(Data excerpts)
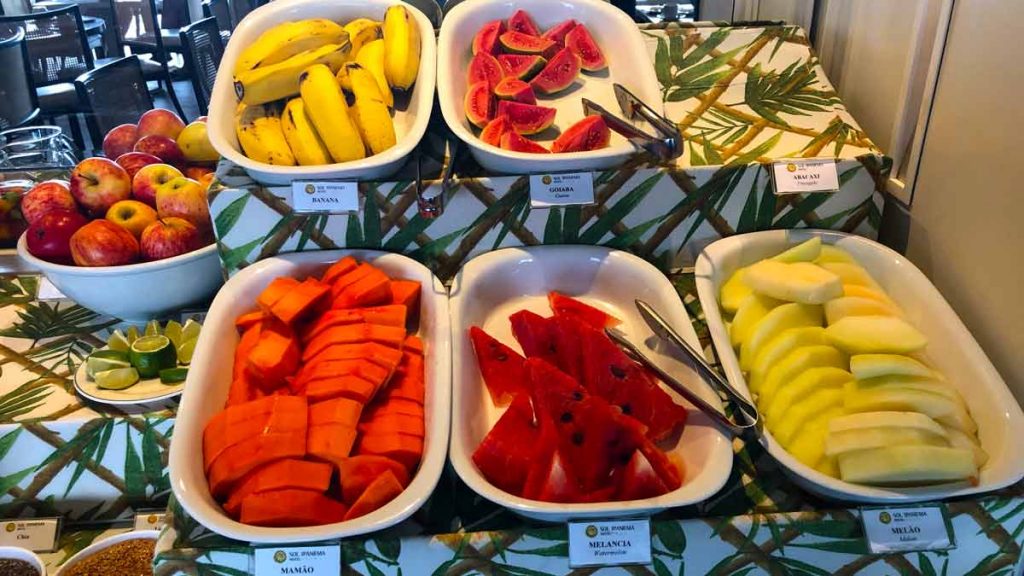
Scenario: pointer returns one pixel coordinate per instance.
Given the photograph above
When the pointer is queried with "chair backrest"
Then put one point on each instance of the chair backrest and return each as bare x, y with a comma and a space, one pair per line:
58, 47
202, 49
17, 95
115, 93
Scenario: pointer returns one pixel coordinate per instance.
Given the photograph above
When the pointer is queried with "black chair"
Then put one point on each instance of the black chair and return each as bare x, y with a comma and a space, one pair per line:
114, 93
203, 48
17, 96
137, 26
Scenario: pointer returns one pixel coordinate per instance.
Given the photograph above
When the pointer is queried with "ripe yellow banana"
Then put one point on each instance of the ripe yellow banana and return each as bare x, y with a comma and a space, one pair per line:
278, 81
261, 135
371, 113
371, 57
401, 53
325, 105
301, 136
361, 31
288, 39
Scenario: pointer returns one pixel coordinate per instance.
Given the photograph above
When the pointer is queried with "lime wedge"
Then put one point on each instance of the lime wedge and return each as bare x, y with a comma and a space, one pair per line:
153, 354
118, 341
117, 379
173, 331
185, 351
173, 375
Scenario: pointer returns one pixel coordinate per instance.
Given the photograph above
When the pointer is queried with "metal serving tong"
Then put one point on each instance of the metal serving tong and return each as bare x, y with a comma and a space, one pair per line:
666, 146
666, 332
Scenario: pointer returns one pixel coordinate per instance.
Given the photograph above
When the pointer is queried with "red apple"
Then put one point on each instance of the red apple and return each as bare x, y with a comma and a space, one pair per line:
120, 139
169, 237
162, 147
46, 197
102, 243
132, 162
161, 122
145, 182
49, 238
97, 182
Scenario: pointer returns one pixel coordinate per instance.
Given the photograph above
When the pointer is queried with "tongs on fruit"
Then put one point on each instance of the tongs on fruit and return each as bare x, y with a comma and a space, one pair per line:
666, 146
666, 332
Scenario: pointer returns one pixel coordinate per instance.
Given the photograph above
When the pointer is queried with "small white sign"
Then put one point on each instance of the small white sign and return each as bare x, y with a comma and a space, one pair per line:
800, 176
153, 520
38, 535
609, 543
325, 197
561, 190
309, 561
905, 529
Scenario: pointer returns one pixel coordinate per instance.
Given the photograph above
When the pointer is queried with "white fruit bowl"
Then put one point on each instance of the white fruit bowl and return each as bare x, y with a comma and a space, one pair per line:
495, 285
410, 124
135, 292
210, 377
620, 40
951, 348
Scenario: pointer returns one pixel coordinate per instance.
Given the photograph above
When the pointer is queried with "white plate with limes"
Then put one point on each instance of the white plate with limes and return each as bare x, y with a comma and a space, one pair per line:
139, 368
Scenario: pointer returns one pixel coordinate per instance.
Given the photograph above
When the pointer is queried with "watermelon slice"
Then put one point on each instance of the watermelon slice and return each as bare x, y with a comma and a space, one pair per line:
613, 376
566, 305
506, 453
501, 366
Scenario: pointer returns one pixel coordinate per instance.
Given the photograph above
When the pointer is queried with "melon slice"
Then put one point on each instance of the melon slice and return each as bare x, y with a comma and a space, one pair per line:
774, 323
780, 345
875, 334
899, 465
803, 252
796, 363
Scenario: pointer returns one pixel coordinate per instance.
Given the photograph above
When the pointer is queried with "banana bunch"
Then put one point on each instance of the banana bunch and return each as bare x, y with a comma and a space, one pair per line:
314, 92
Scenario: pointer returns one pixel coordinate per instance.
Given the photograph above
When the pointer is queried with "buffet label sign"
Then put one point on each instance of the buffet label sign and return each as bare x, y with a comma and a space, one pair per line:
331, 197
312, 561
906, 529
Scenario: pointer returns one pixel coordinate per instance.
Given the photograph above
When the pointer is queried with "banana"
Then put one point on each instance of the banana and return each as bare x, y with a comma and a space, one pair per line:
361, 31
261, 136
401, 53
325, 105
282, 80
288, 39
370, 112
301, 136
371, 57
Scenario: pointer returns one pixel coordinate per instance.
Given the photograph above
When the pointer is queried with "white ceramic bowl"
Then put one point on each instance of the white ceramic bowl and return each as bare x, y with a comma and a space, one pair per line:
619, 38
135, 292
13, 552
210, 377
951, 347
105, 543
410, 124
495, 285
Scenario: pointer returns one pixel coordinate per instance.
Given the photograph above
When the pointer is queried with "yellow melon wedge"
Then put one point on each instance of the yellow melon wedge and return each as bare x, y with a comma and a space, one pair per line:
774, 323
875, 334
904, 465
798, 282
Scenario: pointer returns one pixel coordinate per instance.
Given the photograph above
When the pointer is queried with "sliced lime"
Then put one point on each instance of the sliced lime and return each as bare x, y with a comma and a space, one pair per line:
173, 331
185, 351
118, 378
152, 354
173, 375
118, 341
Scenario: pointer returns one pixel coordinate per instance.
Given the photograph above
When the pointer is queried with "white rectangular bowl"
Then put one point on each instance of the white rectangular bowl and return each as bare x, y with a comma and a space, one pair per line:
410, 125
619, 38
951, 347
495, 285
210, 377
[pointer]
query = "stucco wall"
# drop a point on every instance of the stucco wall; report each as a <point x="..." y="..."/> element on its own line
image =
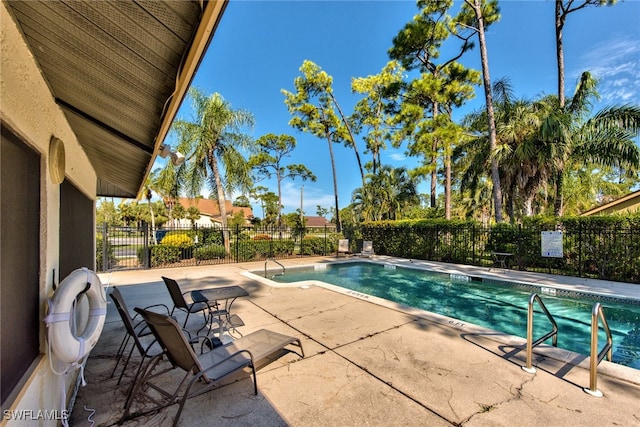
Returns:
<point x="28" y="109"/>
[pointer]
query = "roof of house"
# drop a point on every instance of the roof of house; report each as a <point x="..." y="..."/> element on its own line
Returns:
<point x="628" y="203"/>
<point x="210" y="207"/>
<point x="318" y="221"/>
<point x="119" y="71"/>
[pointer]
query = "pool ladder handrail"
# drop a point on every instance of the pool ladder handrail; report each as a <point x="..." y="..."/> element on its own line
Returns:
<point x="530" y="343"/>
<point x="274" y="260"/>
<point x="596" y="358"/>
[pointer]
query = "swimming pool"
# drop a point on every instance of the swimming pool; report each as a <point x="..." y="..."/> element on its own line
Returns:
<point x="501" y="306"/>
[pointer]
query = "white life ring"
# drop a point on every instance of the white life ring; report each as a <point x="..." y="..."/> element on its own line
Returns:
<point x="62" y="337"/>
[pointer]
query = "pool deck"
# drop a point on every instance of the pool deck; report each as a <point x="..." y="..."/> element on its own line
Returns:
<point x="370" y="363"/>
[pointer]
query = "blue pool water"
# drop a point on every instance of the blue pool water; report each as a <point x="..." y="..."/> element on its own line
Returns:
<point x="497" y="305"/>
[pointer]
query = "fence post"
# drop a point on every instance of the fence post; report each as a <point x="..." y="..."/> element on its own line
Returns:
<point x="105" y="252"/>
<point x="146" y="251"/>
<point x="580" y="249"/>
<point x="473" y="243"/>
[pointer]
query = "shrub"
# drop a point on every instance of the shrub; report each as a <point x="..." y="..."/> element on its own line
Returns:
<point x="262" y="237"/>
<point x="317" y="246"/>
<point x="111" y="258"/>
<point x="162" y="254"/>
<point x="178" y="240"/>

...

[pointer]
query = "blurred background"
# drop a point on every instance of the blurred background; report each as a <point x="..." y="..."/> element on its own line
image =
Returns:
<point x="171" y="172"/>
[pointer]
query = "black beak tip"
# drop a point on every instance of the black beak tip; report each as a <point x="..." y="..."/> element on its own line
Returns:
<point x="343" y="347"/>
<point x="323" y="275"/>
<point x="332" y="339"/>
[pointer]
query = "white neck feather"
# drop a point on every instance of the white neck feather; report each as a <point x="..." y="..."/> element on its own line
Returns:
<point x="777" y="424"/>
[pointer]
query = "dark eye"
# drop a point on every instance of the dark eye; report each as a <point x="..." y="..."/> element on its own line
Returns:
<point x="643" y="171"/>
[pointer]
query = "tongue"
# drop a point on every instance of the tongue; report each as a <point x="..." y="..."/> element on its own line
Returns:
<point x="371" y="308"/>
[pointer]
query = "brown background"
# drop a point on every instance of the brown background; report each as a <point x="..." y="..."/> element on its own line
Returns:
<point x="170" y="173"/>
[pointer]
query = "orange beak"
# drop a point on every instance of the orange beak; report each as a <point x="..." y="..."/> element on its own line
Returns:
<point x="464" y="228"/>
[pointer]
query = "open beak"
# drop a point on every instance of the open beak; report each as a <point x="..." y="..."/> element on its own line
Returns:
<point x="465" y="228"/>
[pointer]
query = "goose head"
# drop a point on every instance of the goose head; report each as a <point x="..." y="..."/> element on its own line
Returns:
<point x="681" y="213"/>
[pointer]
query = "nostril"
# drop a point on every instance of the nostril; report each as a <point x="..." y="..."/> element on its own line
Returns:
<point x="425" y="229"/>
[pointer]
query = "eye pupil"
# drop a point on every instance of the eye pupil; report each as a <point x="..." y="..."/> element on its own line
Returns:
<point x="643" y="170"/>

--

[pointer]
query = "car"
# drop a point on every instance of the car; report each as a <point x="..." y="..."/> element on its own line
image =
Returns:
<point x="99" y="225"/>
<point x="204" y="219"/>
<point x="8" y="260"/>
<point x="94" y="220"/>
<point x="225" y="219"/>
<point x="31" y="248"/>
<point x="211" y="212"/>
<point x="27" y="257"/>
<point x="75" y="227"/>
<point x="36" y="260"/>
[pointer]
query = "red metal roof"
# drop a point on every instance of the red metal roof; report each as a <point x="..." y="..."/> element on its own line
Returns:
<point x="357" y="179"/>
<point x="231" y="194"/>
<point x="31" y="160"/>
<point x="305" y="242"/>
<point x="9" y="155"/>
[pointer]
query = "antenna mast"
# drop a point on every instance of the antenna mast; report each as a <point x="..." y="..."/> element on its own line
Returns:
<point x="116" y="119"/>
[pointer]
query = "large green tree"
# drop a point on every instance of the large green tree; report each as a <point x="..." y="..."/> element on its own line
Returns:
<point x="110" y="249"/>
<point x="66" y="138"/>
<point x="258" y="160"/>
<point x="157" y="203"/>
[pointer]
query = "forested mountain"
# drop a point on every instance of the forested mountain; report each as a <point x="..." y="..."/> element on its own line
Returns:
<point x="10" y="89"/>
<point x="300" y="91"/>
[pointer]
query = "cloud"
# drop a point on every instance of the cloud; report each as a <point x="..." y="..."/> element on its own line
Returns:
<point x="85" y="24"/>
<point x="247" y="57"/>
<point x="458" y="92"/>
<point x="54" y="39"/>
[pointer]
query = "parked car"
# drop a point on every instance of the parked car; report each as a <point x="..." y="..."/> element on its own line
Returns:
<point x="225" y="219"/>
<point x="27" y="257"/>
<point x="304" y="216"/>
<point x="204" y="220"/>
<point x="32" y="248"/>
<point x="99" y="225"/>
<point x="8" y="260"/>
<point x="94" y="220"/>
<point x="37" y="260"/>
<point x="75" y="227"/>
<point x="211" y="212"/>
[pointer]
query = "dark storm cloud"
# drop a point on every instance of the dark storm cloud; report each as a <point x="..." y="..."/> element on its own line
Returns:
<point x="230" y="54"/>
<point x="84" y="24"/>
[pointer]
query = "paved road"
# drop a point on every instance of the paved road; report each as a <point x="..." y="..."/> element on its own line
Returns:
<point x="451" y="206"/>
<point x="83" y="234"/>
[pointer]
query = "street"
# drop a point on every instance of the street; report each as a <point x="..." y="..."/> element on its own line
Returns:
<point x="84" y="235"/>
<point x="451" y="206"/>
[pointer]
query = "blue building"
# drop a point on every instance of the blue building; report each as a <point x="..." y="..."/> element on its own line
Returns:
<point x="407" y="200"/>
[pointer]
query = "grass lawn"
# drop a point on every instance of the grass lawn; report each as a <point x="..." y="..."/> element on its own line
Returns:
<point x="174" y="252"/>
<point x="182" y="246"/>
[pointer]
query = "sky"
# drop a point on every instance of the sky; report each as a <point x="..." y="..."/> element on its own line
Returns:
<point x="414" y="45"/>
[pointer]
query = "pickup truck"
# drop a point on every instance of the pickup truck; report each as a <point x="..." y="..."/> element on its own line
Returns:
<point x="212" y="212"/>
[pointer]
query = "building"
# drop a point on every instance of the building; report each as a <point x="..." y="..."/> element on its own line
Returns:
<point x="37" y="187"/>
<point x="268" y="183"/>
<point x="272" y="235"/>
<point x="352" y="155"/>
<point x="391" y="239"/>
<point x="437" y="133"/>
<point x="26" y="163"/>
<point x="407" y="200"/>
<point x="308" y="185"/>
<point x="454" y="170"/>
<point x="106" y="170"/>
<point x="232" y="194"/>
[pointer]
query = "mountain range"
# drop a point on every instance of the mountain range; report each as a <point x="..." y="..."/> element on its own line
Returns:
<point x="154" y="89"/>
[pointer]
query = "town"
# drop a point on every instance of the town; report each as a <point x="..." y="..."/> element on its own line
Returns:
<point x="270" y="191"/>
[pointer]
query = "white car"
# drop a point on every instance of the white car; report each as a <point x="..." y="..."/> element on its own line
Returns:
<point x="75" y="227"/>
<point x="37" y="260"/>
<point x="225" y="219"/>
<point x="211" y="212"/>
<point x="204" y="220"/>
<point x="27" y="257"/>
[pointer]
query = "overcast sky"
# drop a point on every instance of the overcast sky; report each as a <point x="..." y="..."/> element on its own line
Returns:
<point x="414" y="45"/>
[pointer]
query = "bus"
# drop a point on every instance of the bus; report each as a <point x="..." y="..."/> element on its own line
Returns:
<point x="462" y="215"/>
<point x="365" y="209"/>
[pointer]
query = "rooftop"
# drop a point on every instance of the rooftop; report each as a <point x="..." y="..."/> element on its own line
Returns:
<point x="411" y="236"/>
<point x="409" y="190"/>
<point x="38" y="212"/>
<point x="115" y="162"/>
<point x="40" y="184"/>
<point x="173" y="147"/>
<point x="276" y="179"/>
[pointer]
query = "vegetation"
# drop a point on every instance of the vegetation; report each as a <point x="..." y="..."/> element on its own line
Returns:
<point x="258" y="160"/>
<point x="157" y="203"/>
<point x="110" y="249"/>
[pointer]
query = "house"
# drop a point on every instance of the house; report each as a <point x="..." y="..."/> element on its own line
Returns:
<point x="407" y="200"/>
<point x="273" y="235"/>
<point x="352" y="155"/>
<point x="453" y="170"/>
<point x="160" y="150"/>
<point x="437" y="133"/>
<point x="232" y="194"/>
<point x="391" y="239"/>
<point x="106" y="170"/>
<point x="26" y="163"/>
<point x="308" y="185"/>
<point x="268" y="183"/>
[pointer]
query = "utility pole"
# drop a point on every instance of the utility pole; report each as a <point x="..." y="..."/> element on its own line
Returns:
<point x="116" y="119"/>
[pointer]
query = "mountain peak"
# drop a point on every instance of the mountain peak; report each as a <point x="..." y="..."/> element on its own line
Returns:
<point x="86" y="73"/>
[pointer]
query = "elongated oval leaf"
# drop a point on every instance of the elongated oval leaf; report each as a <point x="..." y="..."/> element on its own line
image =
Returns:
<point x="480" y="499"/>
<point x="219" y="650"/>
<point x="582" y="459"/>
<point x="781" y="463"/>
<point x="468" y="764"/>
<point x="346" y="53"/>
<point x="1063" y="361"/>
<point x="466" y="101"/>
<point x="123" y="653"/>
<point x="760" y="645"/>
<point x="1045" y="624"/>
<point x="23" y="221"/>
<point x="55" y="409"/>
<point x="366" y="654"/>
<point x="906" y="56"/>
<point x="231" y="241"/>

→ **Required work**:
Using the records given above, list every line that includes the word "swimming".

→ **Expected output**:
query = "swimming pool"
# drop a point on every instance of the swimming pool; report each as a <point x="..." y="..."/> element on its own line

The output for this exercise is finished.